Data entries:

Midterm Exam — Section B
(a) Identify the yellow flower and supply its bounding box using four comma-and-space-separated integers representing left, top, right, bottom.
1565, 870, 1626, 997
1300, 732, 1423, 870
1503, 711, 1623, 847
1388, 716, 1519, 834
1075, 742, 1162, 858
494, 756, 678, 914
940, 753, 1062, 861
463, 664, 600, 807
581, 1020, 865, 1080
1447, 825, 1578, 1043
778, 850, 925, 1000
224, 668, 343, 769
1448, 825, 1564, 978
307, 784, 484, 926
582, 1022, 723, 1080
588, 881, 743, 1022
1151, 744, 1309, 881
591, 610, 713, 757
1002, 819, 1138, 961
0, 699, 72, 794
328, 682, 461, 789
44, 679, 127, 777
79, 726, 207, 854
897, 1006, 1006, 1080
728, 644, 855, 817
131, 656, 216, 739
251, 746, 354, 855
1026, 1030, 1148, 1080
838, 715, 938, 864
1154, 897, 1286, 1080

Task to complete: Type out the entries exactly as they appear above.

Output:
Midterm Exam — Section B
(a) Identify the yellow flower and supply its bounding box using four comma-and-space-separated integers representing left, top, right, bottom.
1565, 870, 1626, 997
1300, 732, 1423, 870
1503, 711, 1623, 847
1388, 716, 1519, 834
1075, 742, 1162, 858
494, 756, 678, 914
940, 753, 1062, 861
463, 664, 600, 807
581, 1020, 865, 1080
1447, 825, 1578, 1043
778, 850, 925, 1000
224, 668, 343, 769
1448, 825, 1564, 978
307, 784, 484, 926
582, 1022, 723, 1080
588, 881, 743, 1022
1151, 744, 1309, 881
591, 610, 713, 757
1002, 819, 1138, 961
0, 699, 72, 794
328, 682, 461, 789
44, 679, 127, 777
79, 726, 207, 854
897, 1006, 1006, 1080
728, 644, 855, 817
131, 656, 216, 739
251, 746, 354, 855
1026, 1030, 1148, 1080
838, 715, 938, 864
1154, 897, 1286, 1080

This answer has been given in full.